[Job]: Update the rows below by changing every "Point to" to "Locate" and leaving everything else unchanged. Leave the pictures out of your answer.

[Data listing]:
= = = = = = =

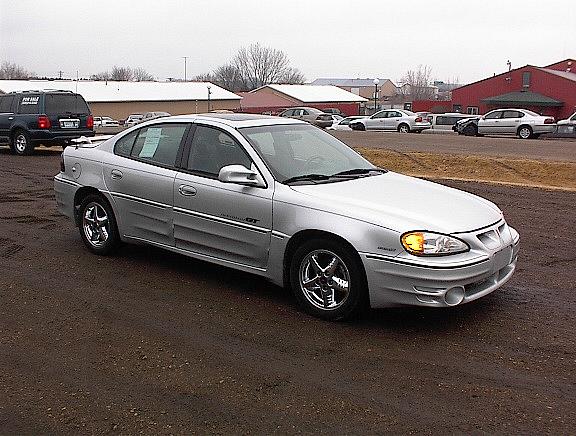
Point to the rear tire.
(524, 132)
(21, 144)
(328, 280)
(97, 224)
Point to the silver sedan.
(287, 201)
(398, 120)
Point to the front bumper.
(439, 282)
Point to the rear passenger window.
(29, 104)
(124, 145)
(159, 143)
(213, 149)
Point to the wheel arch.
(79, 197)
(305, 235)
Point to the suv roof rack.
(40, 90)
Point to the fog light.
(454, 296)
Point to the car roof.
(237, 120)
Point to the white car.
(522, 122)
(570, 120)
(400, 120)
(344, 123)
(105, 122)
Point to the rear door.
(67, 111)
(140, 179)
(226, 221)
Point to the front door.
(221, 220)
(140, 180)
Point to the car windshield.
(297, 151)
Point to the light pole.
(376, 82)
(209, 92)
(185, 62)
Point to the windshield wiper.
(358, 171)
(305, 177)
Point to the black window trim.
(177, 165)
(188, 148)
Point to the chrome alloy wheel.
(20, 143)
(324, 279)
(95, 224)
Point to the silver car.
(521, 122)
(287, 201)
(402, 121)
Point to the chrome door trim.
(222, 220)
(140, 200)
(197, 255)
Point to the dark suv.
(29, 118)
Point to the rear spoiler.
(93, 141)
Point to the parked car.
(30, 118)
(334, 111)
(153, 115)
(344, 124)
(445, 121)
(287, 201)
(570, 120)
(521, 122)
(401, 120)
(105, 122)
(309, 114)
(132, 120)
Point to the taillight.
(43, 122)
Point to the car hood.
(402, 203)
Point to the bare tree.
(260, 66)
(101, 76)
(229, 77)
(416, 83)
(141, 75)
(122, 74)
(11, 71)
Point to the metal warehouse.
(119, 99)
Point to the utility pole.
(185, 62)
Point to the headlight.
(423, 243)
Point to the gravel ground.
(149, 341)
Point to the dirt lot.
(152, 342)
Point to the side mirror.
(240, 175)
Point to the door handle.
(186, 190)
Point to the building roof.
(522, 98)
(108, 91)
(349, 83)
(566, 74)
(316, 93)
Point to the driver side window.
(213, 149)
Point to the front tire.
(21, 144)
(524, 132)
(97, 224)
(328, 280)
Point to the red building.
(549, 90)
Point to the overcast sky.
(466, 40)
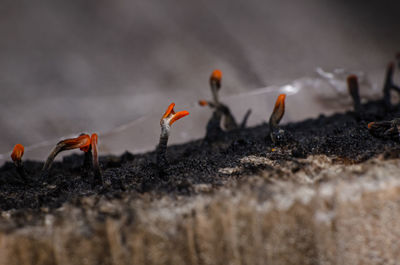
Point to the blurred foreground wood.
(353, 218)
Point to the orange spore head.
(370, 125)
(203, 103)
(17, 152)
(169, 111)
(82, 142)
(279, 109)
(280, 102)
(178, 116)
(94, 139)
(216, 75)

= = = = = = =

[Exercise response]:
Locate the rear tire.
(524, 132)
(21, 144)
(328, 280)
(97, 224)
Locate the silver sedan.
(287, 201)
(398, 120)
Locate the front bumper.
(439, 282)
Locate the rear passenger window.
(29, 104)
(124, 145)
(159, 143)
(213, 149)
Locate the wheel arch.
(79, 197)
(305, 235)
Locate the suv roof rack.
(40, 90)
Locate the fog light.
(454, 296)
Locate the car roof.
(237, 120)
Locate the white car.
(522, 122)
(570, 120)
(400, 120)
(344, 123)
(105, 122)
Locate the rear door.
(67, 111)
(140, 179)
(226, 221)
Locate the front door.
(221, 220)
(140, 180)
Locate the car windshield.
(297, 151)
Locate the light pole.
(376, 82)
(209, 92)
(185, 62)
Locate the windshield wiper.
(358, 171)
(305, 177)
Locate the black window trim.
(177, 165)
(188, 148)
Locate the chrome alloy wheel.
(20, 143)
(324, 279)
(95, 224)
Locate the silver car.
(521, 122)
(287, 201)
(402, 121)
Locate the chrome door trim.
(222, 220)
(140, 200)
(197, 255)
Locate the dark suv.
(29, 118)
Locate the rear spoiler.
(93, 141)
Locate the parked car.
(30, 118)
(334, 111)
(153, 115)
(344, 124)
(445, 121)
(287, 201)
(570, 120)
(521, 122)
(401, 120)
(105, 122)
(309, 114)
(132, 120)
Locate the taillight.
(43, 122)
Locate the car hood.
(402, 203)
Locate the bare tree.
(260, 66)
(101, 76)
(229, 77)
(416, 83)
(141, 75)
(122, 74)
(11, 71)
Locate the metal warehouse.
(119, 99)
Locate the utility pole.
(185, 62)
Locate the headlight.
(423, 243)
Locate the gravel ground.
(149, 341)
Locate the dirt lot.
(152, 342)
Locate the side mirror.
(240, 175)
Locate the door handle.
(186, 190)
Locate the building roof.
(522, 98)
(108, 91)
(349, 83)
(566, 74)
(316, 93)
Locate the driver side window.
(213, 149)
Locate the front tire.
(21, 144)
(524, 132)
(97, 224)
(328, 280)
Locate the red building.
(549, 90)
Locate the overcast sky.
(466, 40)
Locate the blurred foreground wood.
(353, 218)
Locate the orange spore head.
(370, 125)
(203, 103)
(17, 152)
(169, 111)
(82, 142)
(279, 109)
(280, 102)
(178, 116)
(94, 139)
(216, 75)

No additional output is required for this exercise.